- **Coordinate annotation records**
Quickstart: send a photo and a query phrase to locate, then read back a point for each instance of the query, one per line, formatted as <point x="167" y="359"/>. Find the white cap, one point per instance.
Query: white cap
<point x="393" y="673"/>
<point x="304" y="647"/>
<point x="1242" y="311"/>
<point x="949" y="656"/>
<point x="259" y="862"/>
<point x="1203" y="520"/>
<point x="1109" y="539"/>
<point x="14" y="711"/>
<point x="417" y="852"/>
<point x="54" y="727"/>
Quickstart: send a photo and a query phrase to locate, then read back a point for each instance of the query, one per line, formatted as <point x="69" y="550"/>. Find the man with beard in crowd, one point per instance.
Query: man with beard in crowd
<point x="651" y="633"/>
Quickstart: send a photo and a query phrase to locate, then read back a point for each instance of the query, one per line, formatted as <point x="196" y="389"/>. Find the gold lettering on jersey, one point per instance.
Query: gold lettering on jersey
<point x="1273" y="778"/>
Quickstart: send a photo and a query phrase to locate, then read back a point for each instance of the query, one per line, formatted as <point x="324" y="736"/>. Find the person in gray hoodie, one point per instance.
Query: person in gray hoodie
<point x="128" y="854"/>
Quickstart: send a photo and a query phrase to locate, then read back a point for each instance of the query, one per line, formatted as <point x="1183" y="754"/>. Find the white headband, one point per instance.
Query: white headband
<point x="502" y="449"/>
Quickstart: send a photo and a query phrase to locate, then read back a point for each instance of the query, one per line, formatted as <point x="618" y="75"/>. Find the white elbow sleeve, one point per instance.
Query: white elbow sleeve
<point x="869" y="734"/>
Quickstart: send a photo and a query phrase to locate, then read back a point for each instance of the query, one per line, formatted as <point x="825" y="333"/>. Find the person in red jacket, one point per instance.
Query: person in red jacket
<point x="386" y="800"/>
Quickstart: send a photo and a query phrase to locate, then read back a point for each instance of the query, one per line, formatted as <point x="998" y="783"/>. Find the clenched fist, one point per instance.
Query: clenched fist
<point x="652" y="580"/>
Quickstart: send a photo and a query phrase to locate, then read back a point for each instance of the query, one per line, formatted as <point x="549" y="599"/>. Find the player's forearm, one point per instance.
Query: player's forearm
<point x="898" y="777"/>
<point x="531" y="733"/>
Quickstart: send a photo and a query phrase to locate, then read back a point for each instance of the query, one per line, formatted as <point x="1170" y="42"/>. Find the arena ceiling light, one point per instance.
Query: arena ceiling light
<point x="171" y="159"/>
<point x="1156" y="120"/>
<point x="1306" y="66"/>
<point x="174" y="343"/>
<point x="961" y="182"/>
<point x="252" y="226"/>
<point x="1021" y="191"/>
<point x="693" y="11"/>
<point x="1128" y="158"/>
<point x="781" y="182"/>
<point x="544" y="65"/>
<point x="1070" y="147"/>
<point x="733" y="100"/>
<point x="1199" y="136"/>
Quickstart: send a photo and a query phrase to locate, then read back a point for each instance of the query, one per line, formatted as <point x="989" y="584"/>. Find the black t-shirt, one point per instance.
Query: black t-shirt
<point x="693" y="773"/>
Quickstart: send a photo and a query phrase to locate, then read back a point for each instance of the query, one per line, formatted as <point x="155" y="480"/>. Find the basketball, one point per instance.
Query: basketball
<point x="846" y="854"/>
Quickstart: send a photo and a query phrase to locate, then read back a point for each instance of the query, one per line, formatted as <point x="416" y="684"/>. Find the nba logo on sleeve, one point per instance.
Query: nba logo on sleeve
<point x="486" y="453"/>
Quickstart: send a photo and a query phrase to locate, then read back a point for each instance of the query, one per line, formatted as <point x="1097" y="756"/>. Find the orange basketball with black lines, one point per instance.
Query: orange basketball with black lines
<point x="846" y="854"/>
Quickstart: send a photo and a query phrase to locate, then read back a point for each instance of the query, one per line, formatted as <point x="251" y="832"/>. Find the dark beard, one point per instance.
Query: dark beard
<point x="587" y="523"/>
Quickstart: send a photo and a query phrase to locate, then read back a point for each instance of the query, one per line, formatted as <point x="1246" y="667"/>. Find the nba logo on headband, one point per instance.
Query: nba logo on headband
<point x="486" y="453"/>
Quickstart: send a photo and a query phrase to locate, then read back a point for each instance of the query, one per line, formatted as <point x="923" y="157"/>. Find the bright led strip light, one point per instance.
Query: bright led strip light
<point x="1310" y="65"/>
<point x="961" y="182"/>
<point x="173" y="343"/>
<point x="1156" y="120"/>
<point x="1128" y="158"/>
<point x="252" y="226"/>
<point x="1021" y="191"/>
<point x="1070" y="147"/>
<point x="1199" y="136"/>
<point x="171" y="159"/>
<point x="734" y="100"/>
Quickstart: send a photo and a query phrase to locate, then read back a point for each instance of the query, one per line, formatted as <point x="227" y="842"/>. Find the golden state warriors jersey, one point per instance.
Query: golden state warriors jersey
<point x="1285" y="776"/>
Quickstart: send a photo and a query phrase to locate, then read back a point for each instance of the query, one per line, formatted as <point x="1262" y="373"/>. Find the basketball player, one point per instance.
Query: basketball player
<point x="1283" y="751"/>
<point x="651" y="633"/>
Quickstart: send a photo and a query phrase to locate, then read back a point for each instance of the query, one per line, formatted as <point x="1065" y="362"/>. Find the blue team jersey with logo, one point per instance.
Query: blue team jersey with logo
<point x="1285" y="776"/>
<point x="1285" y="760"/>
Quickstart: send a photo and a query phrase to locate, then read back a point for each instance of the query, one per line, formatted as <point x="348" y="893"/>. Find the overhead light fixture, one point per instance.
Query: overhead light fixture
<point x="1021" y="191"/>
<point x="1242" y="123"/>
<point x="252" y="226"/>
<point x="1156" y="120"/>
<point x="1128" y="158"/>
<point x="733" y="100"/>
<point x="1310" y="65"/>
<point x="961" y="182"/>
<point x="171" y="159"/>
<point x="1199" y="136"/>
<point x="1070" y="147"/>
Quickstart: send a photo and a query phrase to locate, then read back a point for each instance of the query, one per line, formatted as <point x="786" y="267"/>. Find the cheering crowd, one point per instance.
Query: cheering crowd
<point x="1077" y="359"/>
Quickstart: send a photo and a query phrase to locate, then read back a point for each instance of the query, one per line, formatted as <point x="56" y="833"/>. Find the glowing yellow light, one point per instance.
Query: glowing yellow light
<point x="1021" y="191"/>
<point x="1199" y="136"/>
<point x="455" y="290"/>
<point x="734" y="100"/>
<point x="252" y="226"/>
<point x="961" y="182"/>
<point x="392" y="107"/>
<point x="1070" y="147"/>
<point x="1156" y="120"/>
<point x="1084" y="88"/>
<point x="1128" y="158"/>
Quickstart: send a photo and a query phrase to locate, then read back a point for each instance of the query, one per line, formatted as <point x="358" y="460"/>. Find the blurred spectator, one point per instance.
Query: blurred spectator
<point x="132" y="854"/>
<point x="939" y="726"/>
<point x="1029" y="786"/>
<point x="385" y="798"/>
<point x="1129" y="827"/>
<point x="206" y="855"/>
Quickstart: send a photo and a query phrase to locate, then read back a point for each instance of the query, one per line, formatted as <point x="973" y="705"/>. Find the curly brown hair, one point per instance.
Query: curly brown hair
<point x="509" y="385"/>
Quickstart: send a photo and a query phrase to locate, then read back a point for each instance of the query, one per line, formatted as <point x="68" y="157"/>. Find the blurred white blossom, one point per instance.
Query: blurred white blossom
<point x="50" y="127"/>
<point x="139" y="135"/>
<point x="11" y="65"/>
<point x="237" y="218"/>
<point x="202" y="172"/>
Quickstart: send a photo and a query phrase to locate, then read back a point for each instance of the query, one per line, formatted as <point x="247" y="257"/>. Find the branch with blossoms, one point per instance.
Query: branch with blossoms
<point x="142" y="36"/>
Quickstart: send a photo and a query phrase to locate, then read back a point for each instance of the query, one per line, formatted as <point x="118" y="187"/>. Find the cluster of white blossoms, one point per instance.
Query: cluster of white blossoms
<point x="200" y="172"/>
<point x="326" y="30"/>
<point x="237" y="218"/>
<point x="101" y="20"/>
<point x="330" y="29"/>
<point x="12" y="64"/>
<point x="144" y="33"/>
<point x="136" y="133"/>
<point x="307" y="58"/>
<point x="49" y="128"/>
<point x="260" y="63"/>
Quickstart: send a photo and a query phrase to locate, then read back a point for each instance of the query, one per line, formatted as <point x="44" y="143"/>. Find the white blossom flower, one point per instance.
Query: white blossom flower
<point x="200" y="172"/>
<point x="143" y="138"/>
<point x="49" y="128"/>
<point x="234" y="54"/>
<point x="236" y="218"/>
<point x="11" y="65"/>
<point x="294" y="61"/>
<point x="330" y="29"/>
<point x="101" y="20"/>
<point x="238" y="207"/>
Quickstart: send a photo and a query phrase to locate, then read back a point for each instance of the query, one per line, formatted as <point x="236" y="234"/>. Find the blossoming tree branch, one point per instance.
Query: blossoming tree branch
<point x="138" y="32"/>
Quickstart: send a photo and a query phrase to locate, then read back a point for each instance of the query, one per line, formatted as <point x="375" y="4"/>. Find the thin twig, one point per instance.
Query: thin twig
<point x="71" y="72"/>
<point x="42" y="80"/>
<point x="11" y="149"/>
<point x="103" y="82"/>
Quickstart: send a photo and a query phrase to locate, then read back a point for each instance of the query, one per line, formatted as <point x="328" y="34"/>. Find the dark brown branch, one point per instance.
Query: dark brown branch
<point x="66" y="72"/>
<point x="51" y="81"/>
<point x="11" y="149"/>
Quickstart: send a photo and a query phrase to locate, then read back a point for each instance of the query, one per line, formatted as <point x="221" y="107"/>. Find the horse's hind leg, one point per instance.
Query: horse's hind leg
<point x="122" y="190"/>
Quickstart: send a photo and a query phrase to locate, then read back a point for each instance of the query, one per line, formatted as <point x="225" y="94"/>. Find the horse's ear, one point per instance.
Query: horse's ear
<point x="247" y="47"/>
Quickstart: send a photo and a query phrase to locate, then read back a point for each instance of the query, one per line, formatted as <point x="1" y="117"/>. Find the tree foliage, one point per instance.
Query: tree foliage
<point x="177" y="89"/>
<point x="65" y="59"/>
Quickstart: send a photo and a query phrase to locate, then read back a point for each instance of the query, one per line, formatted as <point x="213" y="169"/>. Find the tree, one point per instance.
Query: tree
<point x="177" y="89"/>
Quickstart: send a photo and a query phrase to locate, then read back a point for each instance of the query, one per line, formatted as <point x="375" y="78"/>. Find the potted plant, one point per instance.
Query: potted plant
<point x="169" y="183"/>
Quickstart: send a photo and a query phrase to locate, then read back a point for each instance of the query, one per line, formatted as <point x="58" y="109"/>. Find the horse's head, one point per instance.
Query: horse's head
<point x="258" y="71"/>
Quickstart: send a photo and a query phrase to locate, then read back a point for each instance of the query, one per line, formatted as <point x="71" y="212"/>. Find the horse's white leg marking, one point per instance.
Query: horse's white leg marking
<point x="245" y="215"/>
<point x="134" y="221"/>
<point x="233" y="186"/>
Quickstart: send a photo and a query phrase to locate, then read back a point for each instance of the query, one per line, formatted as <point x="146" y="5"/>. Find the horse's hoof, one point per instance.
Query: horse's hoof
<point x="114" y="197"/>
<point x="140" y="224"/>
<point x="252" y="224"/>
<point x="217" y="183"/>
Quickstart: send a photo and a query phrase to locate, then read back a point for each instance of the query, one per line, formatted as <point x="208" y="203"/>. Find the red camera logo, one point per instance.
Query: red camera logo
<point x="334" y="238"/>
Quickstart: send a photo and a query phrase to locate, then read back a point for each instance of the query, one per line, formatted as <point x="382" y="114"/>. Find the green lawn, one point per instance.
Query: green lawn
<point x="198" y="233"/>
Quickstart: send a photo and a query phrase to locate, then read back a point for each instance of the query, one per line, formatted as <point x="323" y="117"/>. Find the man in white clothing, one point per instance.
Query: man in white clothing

- **To do**
Retype the records above verbatim, beginning at the line containing "on sleeve, one point per instance." and continuing through the line containing "Query: nba logo on sleeve".

- **Solution to the exercise**
Quickstart: send a photo and a query phrase to locate, then read back a point for each instance of the query, one per line, formatted as <point x="416" y="684"/>. Find the nba logo on sleeve, one point per instance.
Query: nba logo on sleeve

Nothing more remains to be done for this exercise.